### PROVIDED DATA
%%

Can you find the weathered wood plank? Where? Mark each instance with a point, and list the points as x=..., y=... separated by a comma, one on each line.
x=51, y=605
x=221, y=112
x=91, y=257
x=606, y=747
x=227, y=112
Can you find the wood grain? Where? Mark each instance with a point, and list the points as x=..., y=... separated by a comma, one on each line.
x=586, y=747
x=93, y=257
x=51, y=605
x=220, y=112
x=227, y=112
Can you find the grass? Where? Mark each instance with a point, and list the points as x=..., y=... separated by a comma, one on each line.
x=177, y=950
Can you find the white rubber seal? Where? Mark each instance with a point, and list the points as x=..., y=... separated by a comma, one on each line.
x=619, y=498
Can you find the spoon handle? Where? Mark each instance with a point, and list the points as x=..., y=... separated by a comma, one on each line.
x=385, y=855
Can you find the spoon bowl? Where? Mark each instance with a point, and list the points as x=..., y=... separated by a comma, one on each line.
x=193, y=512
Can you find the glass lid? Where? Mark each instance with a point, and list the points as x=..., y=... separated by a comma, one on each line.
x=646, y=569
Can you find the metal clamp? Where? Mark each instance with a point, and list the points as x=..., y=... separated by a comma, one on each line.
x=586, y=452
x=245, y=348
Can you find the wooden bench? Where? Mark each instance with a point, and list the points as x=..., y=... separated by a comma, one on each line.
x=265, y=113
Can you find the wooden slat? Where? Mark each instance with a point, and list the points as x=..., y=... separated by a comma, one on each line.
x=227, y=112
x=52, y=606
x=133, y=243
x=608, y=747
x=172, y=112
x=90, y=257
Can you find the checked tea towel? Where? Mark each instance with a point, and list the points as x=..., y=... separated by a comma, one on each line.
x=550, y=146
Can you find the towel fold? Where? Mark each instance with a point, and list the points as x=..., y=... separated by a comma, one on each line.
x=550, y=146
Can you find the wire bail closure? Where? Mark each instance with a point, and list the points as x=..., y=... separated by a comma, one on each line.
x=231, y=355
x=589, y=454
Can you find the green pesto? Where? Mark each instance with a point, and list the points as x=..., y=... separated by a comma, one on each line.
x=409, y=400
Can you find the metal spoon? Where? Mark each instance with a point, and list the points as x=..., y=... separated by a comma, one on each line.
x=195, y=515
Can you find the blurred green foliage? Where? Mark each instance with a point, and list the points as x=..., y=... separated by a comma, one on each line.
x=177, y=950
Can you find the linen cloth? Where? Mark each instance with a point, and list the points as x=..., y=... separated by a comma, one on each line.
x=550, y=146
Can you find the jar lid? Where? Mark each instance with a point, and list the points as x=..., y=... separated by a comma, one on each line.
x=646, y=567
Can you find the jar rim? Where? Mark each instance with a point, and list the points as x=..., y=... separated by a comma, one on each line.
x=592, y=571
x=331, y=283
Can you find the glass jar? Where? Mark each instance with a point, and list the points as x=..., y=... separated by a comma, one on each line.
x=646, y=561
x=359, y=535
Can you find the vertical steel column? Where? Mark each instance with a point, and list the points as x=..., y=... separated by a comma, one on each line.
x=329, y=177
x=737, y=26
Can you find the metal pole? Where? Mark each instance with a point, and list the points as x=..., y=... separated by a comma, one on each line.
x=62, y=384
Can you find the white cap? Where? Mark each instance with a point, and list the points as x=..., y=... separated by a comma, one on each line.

%%

### PROBLEM DESCRIPTION
Begin at the line of the listing that has "Can you find the glass jar?" and stop after the line that has "x=737, y=26". Write those lines out again with the requests unchanged, but scale every coordinate in the answers by 1.3, rounding to whole numbers with halves going up.

### ANSWER TO THE PROBLEM
Can you find the glass jar? Where? Mark each instance with a point, and list the points as x=..., y=... separated by a comma, one on each line.
x=840, y=729
x=467, y=696
Can you find the vertical steel column? Where? Mark each instance with a point, and list the points as x=..., y=... separated by a comma, one on each line.
x=428, y=230
x=958, y=34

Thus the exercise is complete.